Directions
Copy the data exactly from the line that contains "Sample: [(96, 194)]" through the line that contains "Sample: [(118, 189)]", keeping both end lines and leaving out everything else.

Input

·····

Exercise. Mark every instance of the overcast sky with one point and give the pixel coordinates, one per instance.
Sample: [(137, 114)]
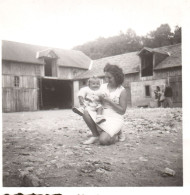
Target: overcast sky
[(67, 23)]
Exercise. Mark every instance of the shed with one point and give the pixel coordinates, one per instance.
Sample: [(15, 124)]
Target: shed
[(144, 70), (37, 77)]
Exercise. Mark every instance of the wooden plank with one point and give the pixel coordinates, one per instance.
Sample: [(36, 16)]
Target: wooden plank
[(7, 100)]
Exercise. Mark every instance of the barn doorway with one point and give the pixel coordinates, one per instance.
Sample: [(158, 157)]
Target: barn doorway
[(55, 94)]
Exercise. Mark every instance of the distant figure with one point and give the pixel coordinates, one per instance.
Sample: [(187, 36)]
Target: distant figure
[(162, 98), (157, 93), (168, 102)]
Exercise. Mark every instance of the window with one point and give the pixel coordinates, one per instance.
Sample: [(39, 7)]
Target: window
[(147, 65), (48, 67), (16, 81), (147, 91)]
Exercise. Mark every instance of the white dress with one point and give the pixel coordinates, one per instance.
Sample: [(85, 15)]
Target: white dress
[(114, 121)]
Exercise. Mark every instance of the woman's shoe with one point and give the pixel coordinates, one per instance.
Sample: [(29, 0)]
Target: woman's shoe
[(91, 140), (79, 111)]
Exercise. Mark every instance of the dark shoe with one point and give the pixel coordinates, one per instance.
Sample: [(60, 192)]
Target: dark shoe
[(78, 111)]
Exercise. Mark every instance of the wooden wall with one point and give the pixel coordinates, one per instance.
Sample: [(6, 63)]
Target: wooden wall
[(23, 97)]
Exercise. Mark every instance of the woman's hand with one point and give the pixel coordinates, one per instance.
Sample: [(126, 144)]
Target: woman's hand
[(104, 98)]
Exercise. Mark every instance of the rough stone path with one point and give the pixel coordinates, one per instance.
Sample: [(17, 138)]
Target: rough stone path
[(44, 149)]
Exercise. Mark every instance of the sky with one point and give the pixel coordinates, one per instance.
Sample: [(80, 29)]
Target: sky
[(68, 23)]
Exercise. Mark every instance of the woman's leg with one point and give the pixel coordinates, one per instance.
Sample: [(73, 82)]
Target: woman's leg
[(92, 126), (106, 139)]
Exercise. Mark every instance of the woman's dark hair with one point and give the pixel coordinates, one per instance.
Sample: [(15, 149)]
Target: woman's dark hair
[(116, 72)]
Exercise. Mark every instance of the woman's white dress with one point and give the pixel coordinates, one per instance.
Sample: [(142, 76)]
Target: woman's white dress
[(114, 121)]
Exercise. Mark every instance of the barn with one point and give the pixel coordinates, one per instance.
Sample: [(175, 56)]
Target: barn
[(36, 77), (144, 70)]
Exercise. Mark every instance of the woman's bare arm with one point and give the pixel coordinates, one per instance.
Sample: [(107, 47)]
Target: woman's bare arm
[(121, 107)]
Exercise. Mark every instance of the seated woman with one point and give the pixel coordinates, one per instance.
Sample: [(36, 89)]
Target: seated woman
[(114, 101)]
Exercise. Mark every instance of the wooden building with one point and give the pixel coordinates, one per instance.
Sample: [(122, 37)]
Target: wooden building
[(36, 77), (144, 70)]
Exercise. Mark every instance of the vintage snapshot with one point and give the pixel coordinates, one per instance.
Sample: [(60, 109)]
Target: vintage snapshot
[(91, 94)]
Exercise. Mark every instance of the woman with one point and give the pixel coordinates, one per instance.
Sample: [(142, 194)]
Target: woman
[(114, 103)]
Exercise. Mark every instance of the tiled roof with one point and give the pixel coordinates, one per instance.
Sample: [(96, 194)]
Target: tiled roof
[(130, 62), (21, 52), (173, 60)]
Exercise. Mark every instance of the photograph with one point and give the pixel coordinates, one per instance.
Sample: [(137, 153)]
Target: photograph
[(92, 94)]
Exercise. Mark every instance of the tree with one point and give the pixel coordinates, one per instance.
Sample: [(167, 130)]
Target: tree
[(177, 35)]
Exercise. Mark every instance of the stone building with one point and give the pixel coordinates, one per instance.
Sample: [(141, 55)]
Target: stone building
[(144, 70), (37, 77)]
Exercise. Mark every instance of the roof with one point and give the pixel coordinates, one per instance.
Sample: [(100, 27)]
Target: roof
[(173, 60), (130, 62), (22, 52)]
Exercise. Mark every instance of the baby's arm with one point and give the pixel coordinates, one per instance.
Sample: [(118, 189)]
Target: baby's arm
[(81, 100), (99, 110)]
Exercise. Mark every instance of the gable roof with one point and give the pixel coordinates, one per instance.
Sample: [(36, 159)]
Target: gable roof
[(130, 62), (22, 52), (173, 60)]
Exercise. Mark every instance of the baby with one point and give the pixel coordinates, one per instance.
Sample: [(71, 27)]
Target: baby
[(89, 99)]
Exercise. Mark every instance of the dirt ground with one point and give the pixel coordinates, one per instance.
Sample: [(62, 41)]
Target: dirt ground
[(44, 148)]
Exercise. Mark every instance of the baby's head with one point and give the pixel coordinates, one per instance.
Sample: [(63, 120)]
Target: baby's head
[(94, 83)]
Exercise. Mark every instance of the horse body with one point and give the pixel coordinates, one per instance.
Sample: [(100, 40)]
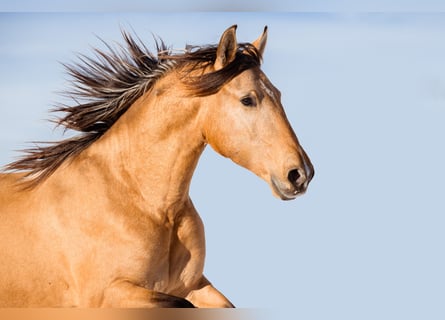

·····

Written reply
Sample: [(96, 194)]
Target: tiled roof
[(130, 62), (21, 52), (173, 60)]
Exercise. Mark every instance of the photograph with one point and give the pixel coordinates, one per instance.
Sample: [(137, 153)]
Target: photograph
[(92, 94)]
Exercise. Mark every instance of the tree with one point and give the pixel coordinates, one per instance.
Sample: [(167, 130)]
Target: tree
[(177, 35)]
Exercise. Mark every instance of the stone building with one point and give the pixel coordinates, one per instance.
Sample: [(141, 55)]
Target: stone building
[(144, 70), (37, 77)]
Exercise. Mark every instance of the roof with one point and give the pixel coordinates, one per instance.
Sample: [(100, 27)]
Target: roof
[(173, 60), (130, 62), (22, 52)]
Exercise. Mark every instance of the baby's arm with one point and give the pixel coordinates, one per instance.
Sample: [(118, 189)]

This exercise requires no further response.